**The tasks:**
a - Could you reproduce the object-location listing below line for line, with nothing changed?
b - Can you write the next part of the reader comments on Pope Francis and the Catholic Church, picking up right after the last comment shown?

** BEGIN Excerpt to read **

Steve Sosa (Los Angeles, CA)
OK, so the Pope, being a mere man, is not perfect. But his positive message of love and faith, as shown by his acts, not just his words, overcome this and, yet, you fail to see it. Face it Mr. Douthat, the Church, as led by this Pope, has moved past you. For that, let us all give thanks.
writeon1 (Iowa)
I grew up RC, attending Catholic schools for fourteen years. I understood that distinguishing characteristics of Catholicism vs. other Christian denominations were unity and consistency. We had certainty, not endless debate. The Pope was infallible in matters of faith and morals. Period. "Heretical Pope" would have been an oxymoron. Doctrine was unchanging (or so I thought -- certainly no one in my parish suggested otherwise). The church always got it right the first time. Not very sophisticated, but a viewpoint shared by the Catholics I knew. Consistency plus infallibility equals a fragile rigidity. The pill came on the scene. Most Catholics don't want seven or eight kids. Once most Catholic families (at least in the US) began to practice birth control, they became, perforce, "cafeteria Catholics." As women become the more educated sex and few men pursue the priesthood, a celibate clergy and hierarchy is less and less practical and increasingly questioned by the people in the pews. But reject one teaching and all teachings are open to question. Irresistible change meets immovable tradition. Then came the child abuse scandals to undermining the very concept of church authority. Even in Ireland, the Church has been shaken to the core. Now the conservatives have piled on, finding ways to question, if not outright reject, Papal authority. With both liberals and conservatives challenging the Pope, the Roman church is already more than a little bit Protestant.
Bob A. (Austin, Texas)
I hope he ends clerical celibacy in the Latin church. That would save the church for generations to come. The Eastern churches all allow it and they have no problem in finding new priests. Married priests have the support of their wives and they are very involved in running the churches at a local level. The children of priestly families often follow in the 'family' business. It is ridiculous to require priests to be caste and celibate and is not based on any scripture - it's simply a silly rule from the middle ages.
Brent Jatko (Houston,TX)
The problems of the Catholic Church are not my problems. Given that, it gives me pleasure to see the Church being dragged kicking and screaming into the 21st Century.
WPLMMT (New York City)
Pope Francis was supposed to revolutionize the Catholic Church and have people returning in droves in the western world; but unfortunately, it has not turned out that way. There are no more people attending Mass today then before he became Pope. In Africa, the Church has been growing steadily but they tend to to be conservative thinking. You cannot fault him for trying to bring people back into the fold but they must want to come. Pope Francis is a good man who loves Catholicism but he is not without his flaws. The pope that is still greatly beloved and admired by many Catholics throughout the world is Pope John Paul II. He is now a saint and it is not surprising that this has occurred. He was regarded as a saint by many while on earth. I was fortunate to have been invited by my Monsignor friend to attend the Central Park Mass over 20 years ago and it was one of the highlights of my life. People absolutely adored him and the enthusiasm was contagious. He was a great and holy man who loved the people. And they loved him back. He was influential along with some other Polish people of bringing down communism. Being a Catholic is not always easy and there are sacrifices that people make to remain faithful but the rewards are tremendous. I love the rituals such as reciting the rosary, daily devotionals and praying to the saints and during Lent saying the Stations of the Cross with others. These rituals bring Catholics peace of mind and hope in a turbulent world.

** END Excerpt to read **
** BEGIN Data provided **

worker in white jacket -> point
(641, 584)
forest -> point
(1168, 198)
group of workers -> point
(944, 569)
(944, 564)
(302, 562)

** END Data provided **

**Expected responses:**
a -
worker in white jacket -> point
(641, 584)
forest -> point
(1168, 198)
group of workers -> point
(944, 569)
(944, 564)
(302, 562)

b -
Maureen Steffek (Memphis, TN)
John Paul II is a saint in the same vein as Ronald Reagan is a great president. If there were a Saint in the Vatican in the 20th century it was John XXIII. His efforts to turn the Catholic Church back to the real teachings of Jesus (care for the poor, love of all neighbors, etc) were undermined by his successors. The power hungry College of Cardinals rejected these ideas and set about destroying his legacy. They will do the same thing when Francis is gone. Those of us who have left the pews admire Pope Francis with all our hearts. But he is trying to bail the Titanic with a teaspoon. and we will not be fooled by the hypocrites again.
JW (Boston, MA)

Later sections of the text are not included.